* _Job_
Please update the listing from the line containing "TARGET = bush along riverbank" through its last line, including both, by replacing "thickest" with "widest" and keeping everything else the same. Return only those lines.

++++ Data excerpts

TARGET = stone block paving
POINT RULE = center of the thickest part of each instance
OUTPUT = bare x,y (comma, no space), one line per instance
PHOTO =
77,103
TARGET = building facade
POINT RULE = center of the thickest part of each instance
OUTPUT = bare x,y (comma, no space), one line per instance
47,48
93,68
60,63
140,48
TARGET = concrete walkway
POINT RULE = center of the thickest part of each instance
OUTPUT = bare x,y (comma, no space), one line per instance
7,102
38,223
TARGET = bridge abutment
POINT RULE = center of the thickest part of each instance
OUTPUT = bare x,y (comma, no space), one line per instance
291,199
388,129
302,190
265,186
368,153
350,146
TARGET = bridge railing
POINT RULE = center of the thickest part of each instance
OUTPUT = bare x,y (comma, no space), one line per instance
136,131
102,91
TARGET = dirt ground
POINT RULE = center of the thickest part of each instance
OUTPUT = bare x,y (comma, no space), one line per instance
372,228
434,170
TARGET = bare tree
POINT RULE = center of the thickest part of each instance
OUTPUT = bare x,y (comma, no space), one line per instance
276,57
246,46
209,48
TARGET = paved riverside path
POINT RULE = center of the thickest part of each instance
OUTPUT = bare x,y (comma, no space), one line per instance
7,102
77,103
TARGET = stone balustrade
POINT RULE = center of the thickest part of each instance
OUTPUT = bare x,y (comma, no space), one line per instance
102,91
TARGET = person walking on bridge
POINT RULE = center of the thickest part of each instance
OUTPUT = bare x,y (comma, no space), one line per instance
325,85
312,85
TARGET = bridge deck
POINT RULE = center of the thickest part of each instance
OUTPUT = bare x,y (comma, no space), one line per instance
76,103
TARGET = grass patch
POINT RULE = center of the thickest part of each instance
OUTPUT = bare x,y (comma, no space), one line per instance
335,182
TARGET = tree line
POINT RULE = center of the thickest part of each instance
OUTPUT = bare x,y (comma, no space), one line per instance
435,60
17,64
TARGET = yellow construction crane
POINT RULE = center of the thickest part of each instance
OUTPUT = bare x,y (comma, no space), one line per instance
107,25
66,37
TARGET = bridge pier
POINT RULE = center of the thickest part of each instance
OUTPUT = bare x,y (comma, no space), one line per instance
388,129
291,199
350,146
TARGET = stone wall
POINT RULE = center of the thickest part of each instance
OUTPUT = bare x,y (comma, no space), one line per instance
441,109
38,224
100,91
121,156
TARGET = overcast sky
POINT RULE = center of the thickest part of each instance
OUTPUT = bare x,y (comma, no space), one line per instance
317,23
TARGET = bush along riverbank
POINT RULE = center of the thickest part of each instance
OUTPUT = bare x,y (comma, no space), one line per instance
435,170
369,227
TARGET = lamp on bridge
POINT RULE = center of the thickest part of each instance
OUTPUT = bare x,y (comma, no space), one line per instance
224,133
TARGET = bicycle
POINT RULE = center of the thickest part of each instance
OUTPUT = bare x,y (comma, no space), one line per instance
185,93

++++++++

* _Task answer_
TARGET = bush along riverbank
POINT RULE = center of the widest part of each instance
OUTPUT = bare x,y (comma, no space), one line per instance
435,170
369,227
TARGET = lamp on bridge
POINT RULE = center of the widest part of each instance
OUTPUT = bare x,y (comma, no space), one line per instance
224,133
TARGET = bicycle
POINT RULE = center of the widest part of each instance
OUTPUT = bare x,y (comma, no space), one line per instance
185,93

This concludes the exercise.